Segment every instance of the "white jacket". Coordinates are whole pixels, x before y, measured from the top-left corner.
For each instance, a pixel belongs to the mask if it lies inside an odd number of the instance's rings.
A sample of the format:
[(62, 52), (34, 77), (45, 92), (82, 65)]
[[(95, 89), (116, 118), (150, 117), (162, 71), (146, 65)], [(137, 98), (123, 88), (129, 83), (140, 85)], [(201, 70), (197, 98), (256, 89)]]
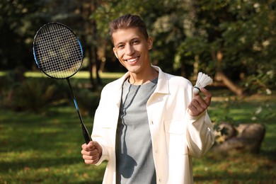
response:
[[(154, 67), (159, 72), (159, 79), (146, 110), (157, 183), (192, 183), (191, 156), (201, 157), (212, 146), (213, 126), (206, 111), (197, 117), (187, 113), (192, 98), (189, 81)], [(108, 161), (103, 181), (105, 184), (116, 181), (115, 134), (122, 86), (128, 76), (127, 73), (104, 87), (95, 114), (91, 137), (103, 147), (97, 165)]]

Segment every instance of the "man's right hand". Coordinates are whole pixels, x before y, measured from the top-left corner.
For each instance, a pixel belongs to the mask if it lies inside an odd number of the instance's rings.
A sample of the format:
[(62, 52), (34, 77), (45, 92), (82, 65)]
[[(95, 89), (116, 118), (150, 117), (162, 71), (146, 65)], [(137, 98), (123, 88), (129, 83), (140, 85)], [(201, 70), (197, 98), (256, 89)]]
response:
[(87, 164), (95, 164), (102, 155), (102, 147), (97, 142), (91, 141), (88, 144), (81, 145), (81, 154), (84, 162)]

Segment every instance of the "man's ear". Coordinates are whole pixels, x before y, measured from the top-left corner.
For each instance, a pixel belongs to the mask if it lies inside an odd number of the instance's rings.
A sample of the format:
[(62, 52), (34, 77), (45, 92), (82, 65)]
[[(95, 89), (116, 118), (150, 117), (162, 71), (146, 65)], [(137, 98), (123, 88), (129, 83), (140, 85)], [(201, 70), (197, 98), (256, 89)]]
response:
[(115, 55), (115, 57), (117, 57), (117, 59), (119, 59), (118, 58), (118, 55), (117, 54), (117, 52), (116, 52), (116, 50), (115, 49), (115, 47), (113, 47), (113, 52), (114, 52), (114, 54)]
[(149, 37), (148, 39), (148, 47), (149, 50), (152, 49), (152, 46), (154, 45), (154, 39), (151, 37)]

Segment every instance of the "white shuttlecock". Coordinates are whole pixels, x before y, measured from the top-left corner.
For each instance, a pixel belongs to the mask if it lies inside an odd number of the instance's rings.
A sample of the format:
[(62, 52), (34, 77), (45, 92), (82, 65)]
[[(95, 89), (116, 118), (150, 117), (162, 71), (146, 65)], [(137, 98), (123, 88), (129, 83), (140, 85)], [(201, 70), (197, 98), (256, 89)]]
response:
[(200, 91), (201, 88), (204, 88), (207, 85), (210, 85), (213, 83), (213, 80), (207, 74), (203, 74), (202, 72), (198, 73), (197, 82), (195, 86), (192, 89), (192, 93), (194, 94), (198, 94)]

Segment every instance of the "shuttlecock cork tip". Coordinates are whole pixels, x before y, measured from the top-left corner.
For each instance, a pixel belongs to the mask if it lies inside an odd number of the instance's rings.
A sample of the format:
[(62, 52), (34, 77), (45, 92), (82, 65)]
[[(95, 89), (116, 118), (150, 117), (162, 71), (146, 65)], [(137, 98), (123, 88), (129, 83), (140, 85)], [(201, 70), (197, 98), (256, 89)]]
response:
[(197, 74), (197, 82), (192, 89), (194, 94), (198, 94), (201, 88), (204, 88), (207, 85), (210, 85), (213, 82), (213, 80), (207, 74), (200, 72)]

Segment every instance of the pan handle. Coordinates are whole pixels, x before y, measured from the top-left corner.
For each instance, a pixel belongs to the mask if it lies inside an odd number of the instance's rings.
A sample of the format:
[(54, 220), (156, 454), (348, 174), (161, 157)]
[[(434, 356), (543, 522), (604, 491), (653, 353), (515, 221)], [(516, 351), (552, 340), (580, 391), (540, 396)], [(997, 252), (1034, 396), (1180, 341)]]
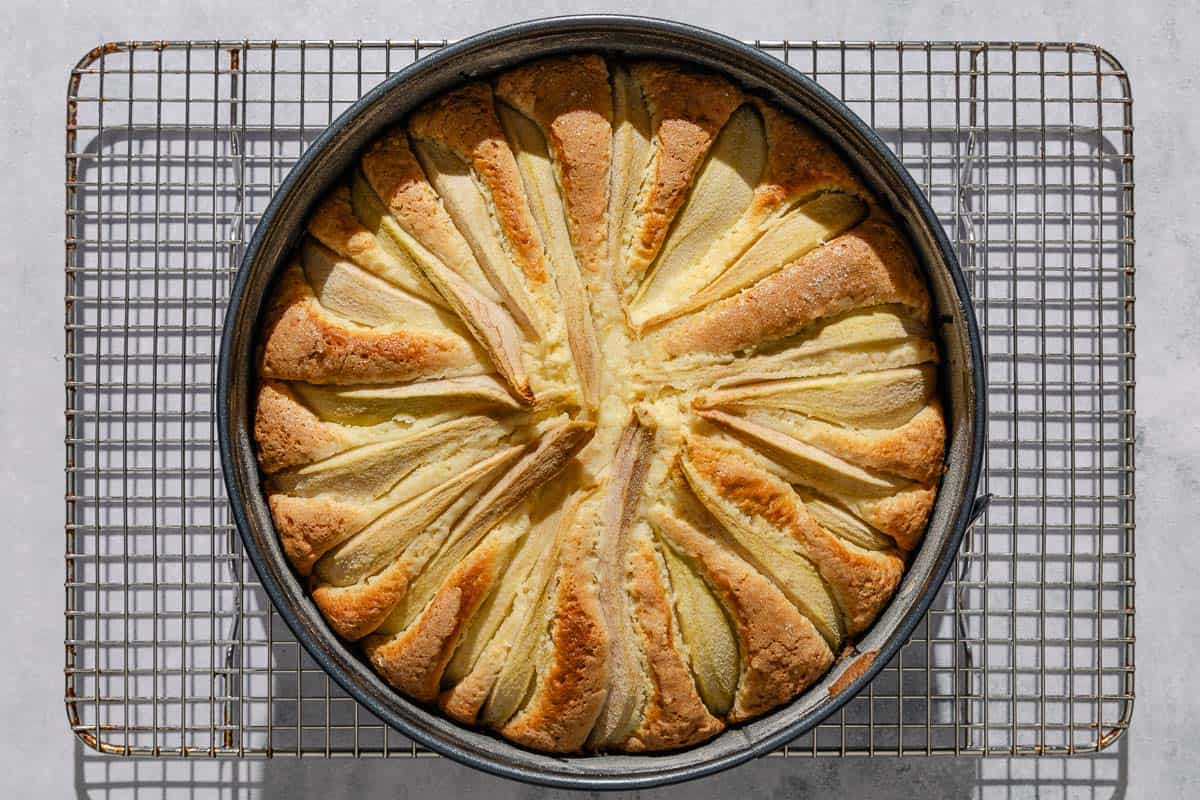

The task: Lay out every line of the data above as a Markdown table with two columns, Row for the row number and Line for the text of the line. Skip blank lines and leave the pictures out.

Result for this task:
| Row | Line |
|---|---|
| 1 | Segment every instance of the "white jacket". Coordinates are whole pixels, x before y, measured from the top-left corner. |
| 2 | For each instance, a pixel belongs to the mask if it lies inside an odd number of the instance's rings. |
| 3 | A sample of the format: |
| 4 | [(62, 52), (34, 77), (45, 92), (82, 65)] |
| 5 | [[(95, 89), (116, 118), (150, 117), (162, 71), (146, 65)], [(137, 98), (123, 88), (129, 83), (140, 85)], [(201, 70), (197, 98), (256, 89)]] |
| 6 | response: |
| 7 | [[(154, 67), (159, 72), (159, 79), (146, 110), (157, 183), (192, 183), (191, 156), (201, 157), (212, 146), (213, 126), (206, 111), (197, 117), (187, 113), (192, 98), (189, 81)], [(108, 161), (103, 181), (105, 184), (116, 181), (115, 134), (122, 86), (128, 76), (127, 73), (104, 87), (95, 114), (91, 137), (103, 147), (97, 165)]] |
| 8 | Segment every instance of the "man's right hand". Coordinates are whole pixels, x before y, measured from the top-left corner. |
| 9 | For each instance, a pixel belongs to the mask if it lies inside an odd number of the instance's rings. |
| 10 | A sample of the format: |
| 11 | [(62, 52), (34, 77), (45, 92), (82, 65)] |
| 12 | [[(95, 89), (116, 118), (150, 117), (162, 71), (146, 65)], [(137, 98), (123, 88), (129, 83), (140, 85)], [(201, 70), (197, 98), (256, 89)]] |
| 13 | response: |
| 14 | [(87, 164), (95, 164), (102, 155), (102, 147), (97, 142), (91, 141), (88, 144), (81, 145), (81, 154), (84, 162)] |
| 15 | Segment every instance of the "man's ear". Coordinates are whole pixels, x before y, measured from the top-left corner. |
| 16 | For each instance, a pixel belongs to the mask if it lies inside an odd number of the instance's rings. |
| 17 | A sample of the format: |
| 18 | [(62, 52), (34, 77), (45, 92), (82, 65)] |
| 19 | [[(95, 89), (116, 118), (150, 117), (162, 71), (146, 65)], [(137, 98), (123, 88), (129, 83), (140, 85)], [(201, 70), (197, 98), (256, 89)]] |
| 20 | response: |
| 21 | [(115, 55), (115, 57), (117, 57), (117, 59), (119, 59), (118, 58), (118, 55), (117, 54), (117, 52), (116, 52), (116, 50), (115, 49), (115, 47), (113, 47), (113, 52), (114, 52), (114, 54)] |
| 22 | [(149, 37), (148, 39), (148, 47), (149, 50), (152, 49), (152, 46), (154, 45), (154, 39), (151, 37)] |
| 23 | Segment every instance of the "white shuttlecock". Coordinates are whole pixels, x before y, measured from the top-left corner. |
| 24 | For each instance, a pixel belongs to the mask if it lies inside an odd number of the instance's rings. |
| 25 | A sample of the format: |
| 26 | [(62, 52), (34, 77), (45, 92), (82, 65)] |
| 27 | [[(95, 89), (116, 118), (150, 117), (162, 71), (146, 65)], [(137, 98), (123, 88), (129, 83), (140, 85)], [(201, 70), (197, 98), (256, 89)]] |
| 28 | response: |
| 29 | [(200, 91), (201, 88), (204, 88), (207, 85), (210, 85), (213, 83), (213, 80), (207, 74), (203, 74), (202, 72), (198, 73), (197, 82), (195, 86), (192, 89), (192, 93), (194, 94), (198, 94)] |
| 30 | Segment every instance of the "shuttlecock cork tip". Coordinates are whole pixels, x before y, measured from the top-left corner. |
| 31 | For each instance, a pixel belongs to the mask if it lies inside an odd number of the instance's rings. |
| 32 | A sample of the format: |
| 33 | [(62, 52), (34, 77), (45, 92), (82, 65)] |
| 34 | [[(95, 89), (116, 118), (150, 117), (162, 71), (146, 65)], [(137, 98), (123, 88), (129, 83), (140, 85)], [(201, 70), (197, 98), (256, 89)]] |
| 35 | response: |
| 36 | [(197, 74), (197, 82), (192, 89), (194, 94), (198, 94), (201, 88), (204, 88), (207, 85), (210, 85), (213, 82), (213, 80), (207, 74), (200, 72)] |
| 37 | Segment every instance of the pan handle. Coordinates are whole pixels, x before y, measured from the top-left corner. |
| 38 | For each instance, a pixel belongs to the mask if it lies inside an odd number of the instance's rings. |
| 39 | A sample of the format: |
| 40 | [(54, 220), (156, 454), (348, 174), (161, 157)] |
| 41 | [[(434, 356), (543, 522), (604, 491), (653, 353), (515, 221)], [(516, 351), (552, 340), (580, 391), (540, 396)], [(997, 252), (1034, 396), (1180, 341)]] |